» Source passage
· · · · · · ·

[PATCH 04/19] iommu/arm-smmu-v3: Make STE programming independent of the callers
Michael Shavit
mshavit at google.com
Fri Oct 20 01:23:44 PDT 2023
On Wed, Oct 18, 2023 at 9:05 PM Jason Gunthorpe <jgg at nvidia.com> wrote:
>
> On Wed, Oct 18, 2023 at 07:05:49PM +0800, Michael Shavit wrote:
>
> > > FWIW, I found the most difficult part the used bit calculation, not
> > > the update algorithm. Difficult because it is hard to read and find in
> > > the spec when things are INGORED, but it is a "straightforward" job of
> > > finding INGORED cases and making the used bits 0.
> >
> > The update algorithm is the part I'm finding much harder to read and
> > review :) . arm_smmu_write_entry_step in particular is hard to read
> > through; on top of which there's some subtle dependencies between loop
> > iterations that weren't obvious to grok:
>
> Yes, you have it right, it is basically a classic greedy
> algorithm. Let's improve the comment.
>
> > * Relying on the used_bits to be recomputed after the first iteration
> > where V=0 was set to 0 so that more bits can now be set.
> > * The STE having to be synced between iterations to prevent broken STE
> > reads by the SMMU (there's a comment somewhere else in arm-smmu-v3.c
> > that would fit nicely here instead). But the caller is responsible for
> > calling this between iterations for some reason (supposedly to support
> > CD entries as well in the next series)
>
> Yes, for CD entry support.
>
> How about:
>
> /*
> * This algorithm updates any STE/CD to any value without creating a situation
> * where the HW can percieve a corrupted entry. HW is only required to have a 64
> * bit atomicity with stores from the CPU, while entires are many 64 bit values
> * big.
> *
> * The algorithm works by evolving the entry toward the target in a series of
> * steps. Each step synchronizes with the HW so that the HW can not see an entry
> * torn across two steps. Upon each call cur/cur_used reflect the current
> * synchronized value seen by the HW.
> *
> * During each step the HW can observe a torn entry that has any combination of
> * the step's old/new 64 bit words. The algorithm objective is for the HW
> * behavior to always be one of current behavior, V=0, or new behavior, during
> * each step, and across all steps.
> *
> * At each step one of three actions is choosen to evolve cur to target:
> * - Update all unused bits with their target values.

· · · · · · ·

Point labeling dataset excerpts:
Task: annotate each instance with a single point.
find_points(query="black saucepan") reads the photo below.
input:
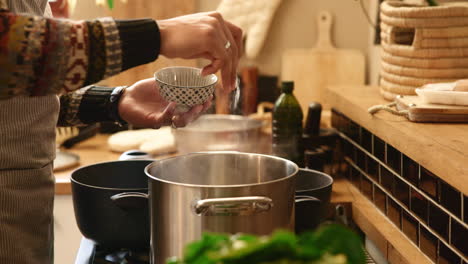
(109, 202)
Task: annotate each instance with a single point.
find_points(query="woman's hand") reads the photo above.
(142, 106)
(204, 35)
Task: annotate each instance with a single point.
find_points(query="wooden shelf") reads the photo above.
(440, 148)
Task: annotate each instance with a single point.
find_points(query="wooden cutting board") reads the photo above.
(312, 70)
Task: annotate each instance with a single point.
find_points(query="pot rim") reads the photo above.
(154, 163)
(318, 188)
(73, 180)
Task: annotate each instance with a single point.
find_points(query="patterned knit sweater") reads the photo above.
(41, 56)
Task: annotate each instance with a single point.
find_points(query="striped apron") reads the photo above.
(27, 150)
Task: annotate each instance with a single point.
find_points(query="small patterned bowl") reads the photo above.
(185, 86)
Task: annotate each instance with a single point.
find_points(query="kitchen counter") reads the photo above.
(440, 148)
(93, 150)
(386, 236)
(408, 180)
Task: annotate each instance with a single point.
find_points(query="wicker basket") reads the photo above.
(421, 45)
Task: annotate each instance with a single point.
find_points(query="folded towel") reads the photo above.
(452, 93)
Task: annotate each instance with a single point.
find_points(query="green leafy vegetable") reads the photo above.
(331, 244)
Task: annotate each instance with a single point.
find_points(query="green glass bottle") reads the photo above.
(287, 125)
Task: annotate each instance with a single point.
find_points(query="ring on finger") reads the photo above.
(172, 122)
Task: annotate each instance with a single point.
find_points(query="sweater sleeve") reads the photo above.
(40, 56)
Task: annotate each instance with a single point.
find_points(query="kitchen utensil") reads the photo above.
(314, 184)
(249, 89)
(312, 70)
(185, 85)
(226, 192)
(107, 210)
(218, 132)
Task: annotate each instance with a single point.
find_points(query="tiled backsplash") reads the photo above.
(430, 212)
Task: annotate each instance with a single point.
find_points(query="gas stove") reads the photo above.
(92, 253)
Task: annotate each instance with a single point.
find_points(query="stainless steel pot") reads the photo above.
(219, 133)
(219, 192)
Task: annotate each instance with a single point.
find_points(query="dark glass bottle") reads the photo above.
(287, 125)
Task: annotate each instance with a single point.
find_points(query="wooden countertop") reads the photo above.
(440, 148)
(372, 222)
(93, 150)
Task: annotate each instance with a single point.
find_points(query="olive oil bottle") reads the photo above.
(287, 125)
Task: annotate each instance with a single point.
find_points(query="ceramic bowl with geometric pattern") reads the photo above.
(185, 86)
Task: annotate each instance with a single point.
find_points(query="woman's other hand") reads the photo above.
(142, 106)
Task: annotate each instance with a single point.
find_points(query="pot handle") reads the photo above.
(130, 200)
(232, 206)
(303, 198)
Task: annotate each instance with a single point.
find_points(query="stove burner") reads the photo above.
(91, 253)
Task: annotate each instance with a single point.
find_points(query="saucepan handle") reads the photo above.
(307, 213)
(232, 206)
(130, 200)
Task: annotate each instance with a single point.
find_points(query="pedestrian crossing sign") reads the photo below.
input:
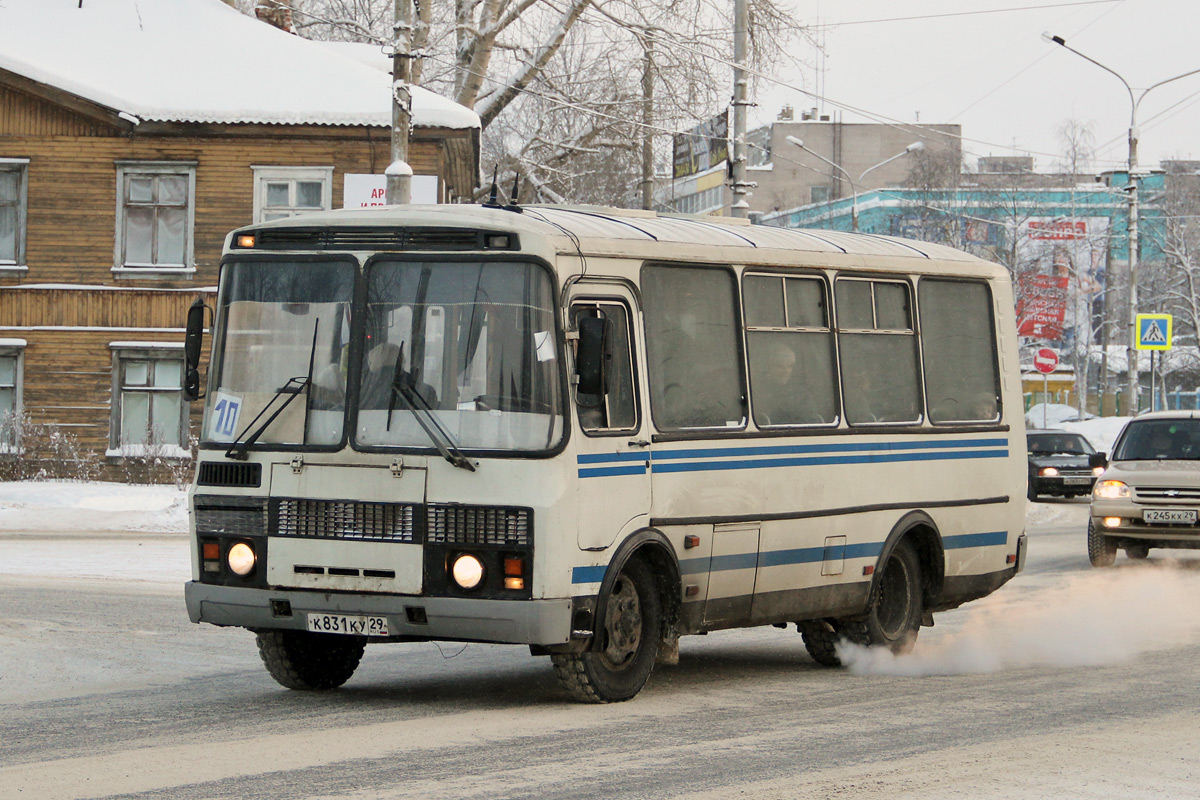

· · · · · · ·

» Given request 1
In the SMMU patch discussion, rewrite the paragraph beginning "The algorithm works by evolving the entry toward the target" as a short bulleted list that keeps its main facts.
» Given request 2
Write the next part of the SMMU patch discussion, picking up after its final line.

» Expected output 1
- The entry evolves toward the target through a series of steps.
- Each step synchronizes with the hardware, so the hardware cannot see an entry torn across two steps.
- On each call, cur/cur_used reflect the current synchronized value that the hardware sees.

» Expected output 2
> * This relies on the IGNORED behavior described in the specification
> * - Update a single 64-bit value
> * - Update all unused bits and set V=0
> *
> * The last two actions will cause cur_used to change, which will then allow the
> * first action on the next step.
> *
> * In the most general case we can make any update in three steps:
> * - Disrupting the entry (V=0)
> * - Fill now unused bits, all bits except V
> * - Make valid (V=1), single 64 bit store
> *
> * However this disrupts the HW while it is happening. There are several
> * interesting cases where a STE/CD can be updated without disturbing the HW
> * because only a small number of bits are changing (S1DSS, CONFIG, etc) or
> * because the used bits don't intersect. We can detect this by calculating how
> * many 64 bit values need update after adjusting the unused bits and skip the
> * V=0 process.
> */
> static bool arm_smmu_write_entry_step(__le64 *cur, const __le64 *cur_used,
>
> Jason
The comment helps a lot thank you.
I do still have some final reservations: wouldn't it be clearer with
the loop un-rolled? After all it's only 3 steps in the worst case....
Something like:
+ arm_smmu_get_ste_used(target, &target_used);
+ arm_smmu_get_ste_used(cur, &cur_used);
+ if (!hitless_possible(target, target_used, cur_used, cur_used)) {
+ target->data[0] = STRTAB_STE_0_V;
+ arm_smmu_sync_ste_for_sid(smmu, sid);
+ /*
+ * The STE is now in abort where none of the bits except
+ * STRTAB_STE_0_V and STRTAB_STE_0_CFG are accessed. This allows
+ * all other words of the STE to be written without further
+ * disruption.
+ */
+ arm_smmu_get_ste_used(cur, &cur_used);
+ }
+ /* write bits in all positions unused by the STE */
+ for (i = 0; i != ARRAY_SIZE(cur->data); i++) {
+ /* (should probably optimize this away if no write needed) */
+ WRITE_ONCE(cur->data[i], (cur->data[i] & cur_used[i])
| (target->data[i] & ~cur_used[i]));
+ }
+ arm_smmu_sync_ste_for_sid(smmu, sid);
+ /*
+ * It should now be possible to make a single qword write to make the
+ * the new configuration take effect.
+ */
+ for (i = 0; i != ARRAY_SIZE(cur->data); i++) {
+ if ((cur->data[i] & target_used[i]) !=
(target->data[i] & target_used[i]))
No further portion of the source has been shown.